Mac security concerns grow

Following Apple's latest security update, experts warn that there is no room for complacency over the malware risk to Macs

The release of Apple's latest security patches proves conclusively that there's no such thing as an operating system impervious to security risks, especially when it comes to malware.

Released late last month, Apple's Security Update 2007-004 for the Tiger and Panther versions of the OS X operating system included patches for some 25 exploits.

Some of the patches addressed issues whereby attackers could, for example, escalate their privileges during login, if not bypass a network login altogether.

If patches are not applied, users would be unprotected should they click on a malware-laced link on a website or open a maliciously crafted disk image file or installer file.

Sean Richmond, senior technology consultant at security software vendor Sophos said the vulnerabilities were a worry for Mac shops.

"Of the 25 vulnerabilities, 14 included the possibility of executing arbitrary code, and a handful also involved privilege escalation," Richmond said. "The combination of the two can give an attacker system or root access."

Adriel Desautels, chief technology officer for security company Netragard and founder of the SNOsoft Research Team, said that he has seen multiple instances of OS X being compromised — resulting from either insecure services, poor configuration or the use of insecure web applications.

"The most common attack vector is the web application, at least based on what I've seen first hand," he said. "The attack was specifically used to install a bot on the system that was used for the distribution of credit card information."

Desautels said Apple’s latest range of patches would not have helped fix the issue. "Patches only fix what people know," he said. "Most hackers do not use known attacks, they use the unknown."

Apple no safer than other OSs?

Stored data ::
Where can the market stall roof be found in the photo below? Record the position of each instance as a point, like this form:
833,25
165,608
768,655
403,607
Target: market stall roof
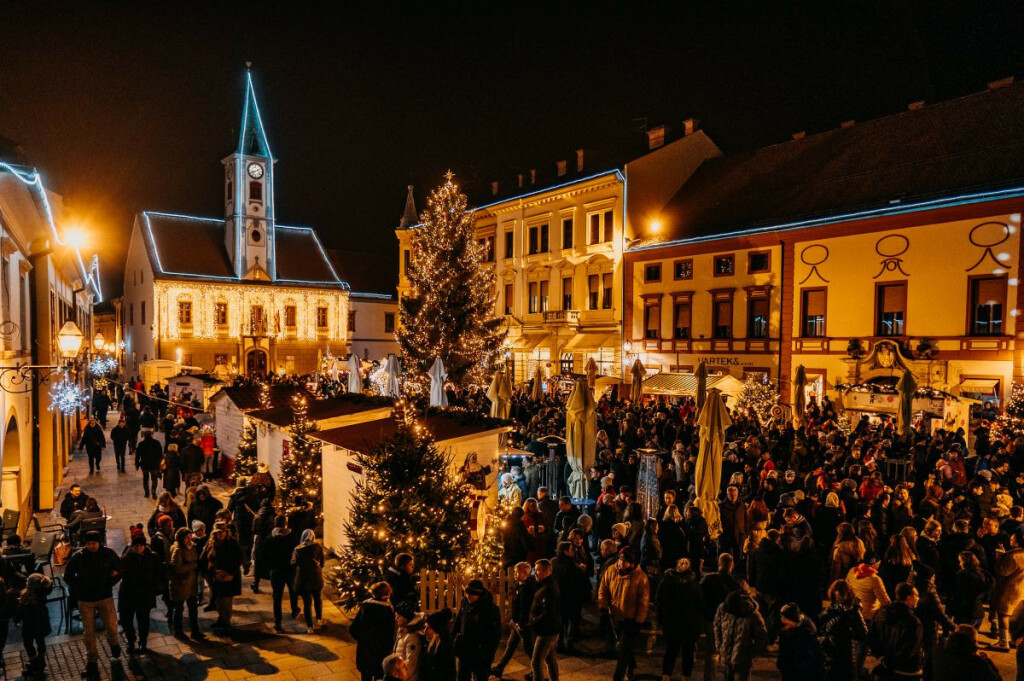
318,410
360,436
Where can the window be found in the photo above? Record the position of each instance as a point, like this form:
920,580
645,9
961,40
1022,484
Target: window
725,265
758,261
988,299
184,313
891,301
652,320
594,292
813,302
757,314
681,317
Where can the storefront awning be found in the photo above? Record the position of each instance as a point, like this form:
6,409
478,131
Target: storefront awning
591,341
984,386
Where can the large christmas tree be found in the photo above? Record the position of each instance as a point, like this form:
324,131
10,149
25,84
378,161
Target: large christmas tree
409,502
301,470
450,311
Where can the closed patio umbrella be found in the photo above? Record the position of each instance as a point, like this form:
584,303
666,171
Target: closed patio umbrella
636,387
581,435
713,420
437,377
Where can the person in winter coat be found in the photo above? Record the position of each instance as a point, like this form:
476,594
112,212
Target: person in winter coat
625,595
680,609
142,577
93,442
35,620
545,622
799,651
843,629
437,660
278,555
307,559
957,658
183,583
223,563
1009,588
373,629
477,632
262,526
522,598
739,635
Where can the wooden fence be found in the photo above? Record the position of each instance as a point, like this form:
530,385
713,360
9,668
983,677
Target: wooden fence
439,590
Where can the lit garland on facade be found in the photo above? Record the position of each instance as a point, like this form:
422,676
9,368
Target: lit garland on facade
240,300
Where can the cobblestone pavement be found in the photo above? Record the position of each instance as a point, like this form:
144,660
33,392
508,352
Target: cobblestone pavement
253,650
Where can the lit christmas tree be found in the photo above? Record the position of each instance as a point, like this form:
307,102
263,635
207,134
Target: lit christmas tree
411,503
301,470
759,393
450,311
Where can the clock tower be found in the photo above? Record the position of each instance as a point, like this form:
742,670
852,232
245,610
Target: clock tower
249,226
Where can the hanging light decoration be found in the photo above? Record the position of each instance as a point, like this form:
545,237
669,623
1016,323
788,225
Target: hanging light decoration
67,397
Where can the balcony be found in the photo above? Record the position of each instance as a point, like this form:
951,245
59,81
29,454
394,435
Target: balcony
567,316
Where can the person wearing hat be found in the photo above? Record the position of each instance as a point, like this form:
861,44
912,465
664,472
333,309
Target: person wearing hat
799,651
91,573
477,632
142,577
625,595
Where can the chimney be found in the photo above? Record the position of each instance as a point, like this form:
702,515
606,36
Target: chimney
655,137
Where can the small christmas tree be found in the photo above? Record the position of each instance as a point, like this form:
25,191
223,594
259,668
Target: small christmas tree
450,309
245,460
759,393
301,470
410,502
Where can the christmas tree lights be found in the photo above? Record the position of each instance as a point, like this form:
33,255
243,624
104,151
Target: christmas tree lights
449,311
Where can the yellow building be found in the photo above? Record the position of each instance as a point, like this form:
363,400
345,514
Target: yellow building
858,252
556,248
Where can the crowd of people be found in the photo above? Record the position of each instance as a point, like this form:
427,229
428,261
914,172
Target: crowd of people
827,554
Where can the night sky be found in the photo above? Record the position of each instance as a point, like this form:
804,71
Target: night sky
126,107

Task requirements ::
(a) According to the article on Mac security, what causes of OS X being compromised has Adriel Desautels seen?
(b) In the article on Mac security, how many of the 25 vulnerabilities included the possibility of executing arbitrary code?
The entries come from a separate source and are unrelated to the article.

Set of answers ::
(a)
- Insecure services
- Poor configuration
- The use of insecure web applications

(b) 14